*Prompt*: Nothing is to be left out; print all the entries exactly.

*Extracted information*:
■ ■ ■ ■ ■ ■ ■

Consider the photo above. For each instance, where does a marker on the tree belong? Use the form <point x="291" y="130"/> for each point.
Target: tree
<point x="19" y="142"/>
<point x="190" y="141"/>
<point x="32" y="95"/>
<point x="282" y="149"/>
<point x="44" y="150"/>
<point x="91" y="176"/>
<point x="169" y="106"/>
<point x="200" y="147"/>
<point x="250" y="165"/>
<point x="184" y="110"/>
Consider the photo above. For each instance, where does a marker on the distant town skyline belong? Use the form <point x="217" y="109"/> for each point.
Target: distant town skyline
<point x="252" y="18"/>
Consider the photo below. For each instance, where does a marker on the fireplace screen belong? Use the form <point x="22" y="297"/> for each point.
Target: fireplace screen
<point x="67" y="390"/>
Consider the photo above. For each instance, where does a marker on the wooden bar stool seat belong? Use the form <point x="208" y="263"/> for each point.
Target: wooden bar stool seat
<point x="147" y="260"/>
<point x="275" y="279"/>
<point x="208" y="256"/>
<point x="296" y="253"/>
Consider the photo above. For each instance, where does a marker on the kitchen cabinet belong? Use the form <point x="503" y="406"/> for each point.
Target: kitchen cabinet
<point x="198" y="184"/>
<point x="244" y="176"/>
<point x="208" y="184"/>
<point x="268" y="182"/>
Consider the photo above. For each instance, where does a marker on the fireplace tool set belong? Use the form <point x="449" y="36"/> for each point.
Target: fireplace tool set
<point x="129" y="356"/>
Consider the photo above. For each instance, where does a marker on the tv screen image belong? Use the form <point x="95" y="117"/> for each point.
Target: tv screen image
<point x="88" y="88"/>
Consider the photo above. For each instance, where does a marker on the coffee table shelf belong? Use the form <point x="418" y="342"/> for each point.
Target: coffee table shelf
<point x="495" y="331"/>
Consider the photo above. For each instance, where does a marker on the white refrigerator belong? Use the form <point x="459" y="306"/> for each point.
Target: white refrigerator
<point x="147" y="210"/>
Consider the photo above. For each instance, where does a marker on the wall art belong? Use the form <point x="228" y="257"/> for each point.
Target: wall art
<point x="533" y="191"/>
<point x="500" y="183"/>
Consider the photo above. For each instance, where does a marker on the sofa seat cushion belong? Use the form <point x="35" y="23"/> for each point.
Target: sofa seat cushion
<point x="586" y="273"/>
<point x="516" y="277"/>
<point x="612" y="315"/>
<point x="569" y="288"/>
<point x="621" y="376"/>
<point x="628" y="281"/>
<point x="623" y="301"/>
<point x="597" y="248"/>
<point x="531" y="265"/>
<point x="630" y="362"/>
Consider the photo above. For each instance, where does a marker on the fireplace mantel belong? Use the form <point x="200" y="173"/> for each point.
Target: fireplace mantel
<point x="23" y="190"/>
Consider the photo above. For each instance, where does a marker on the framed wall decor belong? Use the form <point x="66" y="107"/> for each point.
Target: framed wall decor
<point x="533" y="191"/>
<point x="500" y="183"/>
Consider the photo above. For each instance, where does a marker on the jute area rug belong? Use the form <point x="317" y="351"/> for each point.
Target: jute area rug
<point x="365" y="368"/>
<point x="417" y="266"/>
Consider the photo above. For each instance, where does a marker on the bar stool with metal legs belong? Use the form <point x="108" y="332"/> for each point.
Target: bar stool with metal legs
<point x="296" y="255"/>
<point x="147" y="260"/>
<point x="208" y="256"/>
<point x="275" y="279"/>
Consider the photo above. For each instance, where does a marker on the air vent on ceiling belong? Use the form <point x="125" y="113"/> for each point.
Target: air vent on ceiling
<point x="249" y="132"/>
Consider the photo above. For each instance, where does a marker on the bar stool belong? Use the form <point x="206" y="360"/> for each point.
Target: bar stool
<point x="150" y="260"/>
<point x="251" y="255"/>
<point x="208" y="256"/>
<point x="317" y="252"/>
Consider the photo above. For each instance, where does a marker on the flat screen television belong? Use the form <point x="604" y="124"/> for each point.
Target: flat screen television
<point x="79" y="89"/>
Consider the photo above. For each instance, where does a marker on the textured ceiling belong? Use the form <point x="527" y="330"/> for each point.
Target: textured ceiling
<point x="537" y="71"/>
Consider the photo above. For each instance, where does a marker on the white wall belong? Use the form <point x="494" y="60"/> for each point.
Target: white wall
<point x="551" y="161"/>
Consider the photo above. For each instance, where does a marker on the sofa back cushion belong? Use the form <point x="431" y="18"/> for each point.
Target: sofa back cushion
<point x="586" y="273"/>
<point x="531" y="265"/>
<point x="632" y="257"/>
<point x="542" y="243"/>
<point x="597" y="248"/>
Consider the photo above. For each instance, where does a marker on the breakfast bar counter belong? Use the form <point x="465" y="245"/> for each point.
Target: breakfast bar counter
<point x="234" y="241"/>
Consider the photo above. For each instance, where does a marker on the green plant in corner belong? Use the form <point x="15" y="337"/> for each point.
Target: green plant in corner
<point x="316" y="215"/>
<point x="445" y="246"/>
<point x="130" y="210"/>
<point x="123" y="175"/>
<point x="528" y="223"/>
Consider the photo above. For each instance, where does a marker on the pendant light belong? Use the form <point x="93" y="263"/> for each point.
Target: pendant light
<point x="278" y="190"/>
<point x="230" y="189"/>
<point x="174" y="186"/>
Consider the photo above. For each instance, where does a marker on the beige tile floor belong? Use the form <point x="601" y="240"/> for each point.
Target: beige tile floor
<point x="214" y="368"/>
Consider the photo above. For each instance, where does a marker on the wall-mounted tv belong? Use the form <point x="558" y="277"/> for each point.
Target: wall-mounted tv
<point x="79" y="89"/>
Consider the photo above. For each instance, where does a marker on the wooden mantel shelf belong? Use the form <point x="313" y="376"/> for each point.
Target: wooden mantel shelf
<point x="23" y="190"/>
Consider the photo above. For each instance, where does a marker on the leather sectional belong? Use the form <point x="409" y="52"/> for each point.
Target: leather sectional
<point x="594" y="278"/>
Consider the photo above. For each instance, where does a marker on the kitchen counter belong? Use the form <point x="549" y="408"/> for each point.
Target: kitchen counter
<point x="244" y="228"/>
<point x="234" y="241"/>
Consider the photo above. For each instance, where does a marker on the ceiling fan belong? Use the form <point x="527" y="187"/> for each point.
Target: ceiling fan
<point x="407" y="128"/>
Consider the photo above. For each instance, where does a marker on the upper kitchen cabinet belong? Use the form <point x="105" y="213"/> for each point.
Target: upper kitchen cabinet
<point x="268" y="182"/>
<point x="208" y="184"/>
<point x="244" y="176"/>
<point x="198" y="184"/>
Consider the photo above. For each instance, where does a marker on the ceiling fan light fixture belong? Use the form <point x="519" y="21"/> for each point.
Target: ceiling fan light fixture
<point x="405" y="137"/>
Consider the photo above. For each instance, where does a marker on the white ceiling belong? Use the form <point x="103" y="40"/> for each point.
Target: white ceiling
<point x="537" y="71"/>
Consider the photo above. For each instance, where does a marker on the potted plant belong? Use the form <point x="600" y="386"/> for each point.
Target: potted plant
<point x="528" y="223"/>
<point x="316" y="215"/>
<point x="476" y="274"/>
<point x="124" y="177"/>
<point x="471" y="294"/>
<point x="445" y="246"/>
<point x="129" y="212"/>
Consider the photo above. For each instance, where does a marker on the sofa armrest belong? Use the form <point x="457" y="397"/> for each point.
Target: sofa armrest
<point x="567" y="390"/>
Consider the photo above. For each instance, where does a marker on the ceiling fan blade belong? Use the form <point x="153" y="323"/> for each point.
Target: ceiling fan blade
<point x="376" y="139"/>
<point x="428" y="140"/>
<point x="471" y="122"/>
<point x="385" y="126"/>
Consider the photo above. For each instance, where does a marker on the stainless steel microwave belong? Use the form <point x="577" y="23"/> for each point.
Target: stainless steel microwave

■ ■ ■ ■ ■ ■ ■

*Answer below*:
Consider the photo above. For each instance, where does a marker on the tree belong? Use the form <point x="291" y="130"/> for each point.
Target: tree
<point x="19" y="142"/>
<point x="190" y="141"/>
<point x="32" y="95"/>
<point x="282" y="149"/>
<point x="44" y="150"/>
<point x="91" y="176"/>
<point x="169" y="106"/>
<point x="200" y="147"/>
<point x="250" y="165"/>
<point x="184" y="110"/>
Consider the photo above. For each instance, where does a marker on the distant town skyline belong? Use the form <point x="217" y="109"/> for each point.
Target: distant town skyline
<point x="252" y="18"/>
Consider the photo below. For each instance, where does a marker on the fireplace screen belong? Use the form <point x="22" y="297"/> for each point.
Target: fireplace screen
<point x="67" y="390"/>
Consider the photo above. For each instance, where does a marker on the wooden bar stool seat belong? Use the form <point x="208" y="263"/> for each point.
Target: wooden bar stool seat
<point x="147" y="260"/>
<point x="275" y="279"/>
<point x="208" y="256"/>
<point x="296" y="253"/>
Consider the photo above. For each instance, where does a marker on the kitchen cabinet belong? Use the form <point x="503" y="406"/> for each point.
Target: kitchen cabinet
<point x="198" y="184"/>
<point x="244" y="176"/>
<point x="208" y="184"/>
<point x="268" y="182"/>
Consider the photo above. For each instance, where does a marker on the fireplace tool set belong? Use the form <point x="449" y="36"/> for each point.
Target: fireplace tool set
<point x="129" y="356"/>
Consider the photo above. For each instance, where does a marker on the tv screen image belong? Use the form <point x="95" y="117"/> for each point.
Target: tv screen image
<point x="88" y="88"/>
Consider the photo above. For each instance, where does a marker on the coffee table shelf belong? Use the form <point x="418" y="342"/> for each point.
Target: coffee table shelf
<point x="495" y="331"/>
Consider the photo above. For each instance, where does a marker on the white refrigerator belong? Use the form <point x="459" y="306"/> for each point.
Target: white refrigerator
<point x="147" y="210"/>
Consider the photo above. For each instance, where does a marker on the wall art belong? Use the form <point x="228" y="257"/> for each point.
Target: wall art
<point x="533" y="191"/>
<point x="500" y="183"/>
Consider the photo above. For each instance, where does a marker on the sofa seat cushion belong? Use the form <point x="35" y="23"/> for each point.
Target: sofa seat cushion
<point x="586" y="273"/>
<point x="516" y="277"/>
<point x="612" y="315"/>
<point x="569" y="288"/>
<point x="621" y="376"/>
<point x="628" y="281"/>
<point x="623" y="301"/>
<point x="597" y="248"/>
<point x="531" y="265"/>
<point x="630" y="362"/>
Consider the photo above. For each instance, where does a marker on the fireplace mantel belong? Use the form <point x="200" y="173"/> for each point.
Target: fireplace mantel
<point x="23" y="190"/>
Consider the photo above. For each instance, where does a marker on the framed wall decor belong? Use the form <point x="66" y="107"/> for each point.
Target: framed wall decor
<point x="533" y="191"/>
<point x="500" y="183"/>
Consider the photo above. For each instance, where does a marker on the jute area rug belong? Use the form <point x="317" y="351"/> for each point.
Target: jute area rug
<point x="365" y="368"/>
<point x="417" y="266"/>
Consider the photo above. For each instance, where does a marker on the bar stool with metal legs belong? Use the form <point x="108" y="332"/> for each point.
Target: bar stool with metal legs
<point x="296" y="255"/>
<point x="147" y="260"/>
<point x="208" y="256"/>
<point x="275" y="279"/>
Consider the photo above. For each instance, where does a marker on the air vent on ceiling belong? Use the form <point x="125" y="113"/> for each point.
Target: air vent on ceiling
<point x="249" y="132"/>
Consider the photo above. For each instance, where does a marker on the bar stool belong? Use the form <point x="206" y="360"/> for each point.
Target: bar stool
<point x="150" y="260"/>
<point x="251" y="255"/>
<point x="208" y="256"/>
<point x="317" y="252"/>
Consider the photo above. For each instance, where does a marker on the flat screen television belong? Use the form <point x="604" y="124"/> for each point.
Target: flat screen television
<point x="79" y="89"/>
Consider the photo above. For each instance, where does a marker on the textured ceiling belong? Use the form <point x="527" y="330"/> for each point.
Target: textured ceiling
<point x="537" y="71"/>
Consider the photo above. For each instance, where does a marker on the white wall belong? Use the form <point x="494" y="60"/> for each point.
Target: white wall
<point x="551" y="161"/>
Consider the photo above. For each instance, where does a marker on the sofa back cushion belong? Use the form <point x="431" y="18"/> for each point.
Target: sofa back cushion
<point x="586" y="273"/>
<point x="531" y="265"/>
<point x="632" y="257"/>
<point x="542" y="243"/>
<point x="597" y="248"/>
Consider the photo above. For each instance, where does a marker on the breakfast bar counter belong? Use the form <point x="465" y="245"/> for each point.
Target: breakfast bar counter
<point x="234" y="241"/>
Consider the photo above. For each instance, where does a marker on the green plant in corner belong? Use the form <point x="15" y="337"/> for each point.
Target: green plant in corner
<point x="316" y="215"/>
<point x="445" y="246"/>
<point x="130" y="210"/>
<point x="123" y="175"/>
<point x="528" y="223"/>
Consider the photo above. For each instance, where does a marker on the pendant light belong? Use the form <point x="93" y="263"/> for each point.
Target: pendant light
<point x="278" y="190"/>
<point x="230" y="189"/>
<point x="174" y="186"/>
Consider the photo above. For each instance, where does a marker on the beige tile floor belong? Use the form <point x="601" y="240"/> for each point.
Target: beige tile floor
<point x="214" y="368"/>
Consider the photo above. For each instance, where does a marker on the wall-mounted tv belong? Use the form <point x="558" y="277"/> for each point.
Target: wall-mounted tv
<point x="79" y="89"/>
Consider the photo above. For each instance, where does a marker on the wooden mantel shelf belong? Use the form <point x="313" y="376"/> for each point.
Target: wooden mantel shelf
<point x="23" y="190"/>
Consider the photo above. For each instance, where does a marker on the leather sectional belong? Use the form <point x="409" y="52"/> for each point.
Target: leather sectional
<point x="594" y="278"/>
Consider the photo above. For each instance, where does a marker on the kitchen counter belong? Use the form <point x="549" y="408"/> for each point.
Target: kitchen counter
<point x="244" y="228"/>
<point x="234" y="241"/>
Consider the photo above. For each instance, where does a marker on the ceiling fan belong? Use the form <point x="527" y="187"/> for each point.
Target: ceiling fan
<point x="407" y="128"/>
Consider the photo above. For each instance, where does a marker on the upper kitchen cabinet belong? Use the form <point x="105" y="213"/> for each point.
Target: upper kitchen cabinet
<point x="268" y="182"/>
<point x="208" y="184"/>
<point x="244" y="176"/>
<point x="198" y="184"/>
Consider the photo above. For each instance, where does a marker on the ceiling fan light fixture belong? Use the form <point x="519" y="21"/> for each point.
Target: ceiling fan light fixture
<point x="405" y="137"/>
Consider the photo above. For each instance, where does a marker on the white ceiling belong? Use the form <point x="103" y="40"/> for each point.
Target: white ceiling
<point x="537" y="71"/>
Consider the photo above. For each instance, where does a marker on the potted plant belong? Use the form <point x="600" y="386"/> for each point.
Target: potted plant
<point x="528" y="223"/>
<point x="316" y="215"/>
<point x="476" y="274"/>
<point x="124" y="177"/>
<point x="471" y="294"/>
<point x="445" y="246"/>
<point x="129" y="212"/>
Consider the photo above. For each instance, where does a marker on the sofa armrest belong? Use the form <point x="457" y="397"/> for each point.
Target: sofa armrest
<point x="567" y="390"/>
Consider the photo above. For each instance, where does a marker on the ceiling fan blade belong? Use the form <point x="153" y="323"/> for each point.
Target: ceiling fan blade
<point x="376" y="139"/>
<point x="428" y="140"/>
<point x="471" y="122"/>
<point x="385" y="126"/>
Consider the photo above. For each instance, where does a marker on the stainless steel microwave belong? Use the form <point x="577" y="23"/> for each point.
Target: stainless steel microwave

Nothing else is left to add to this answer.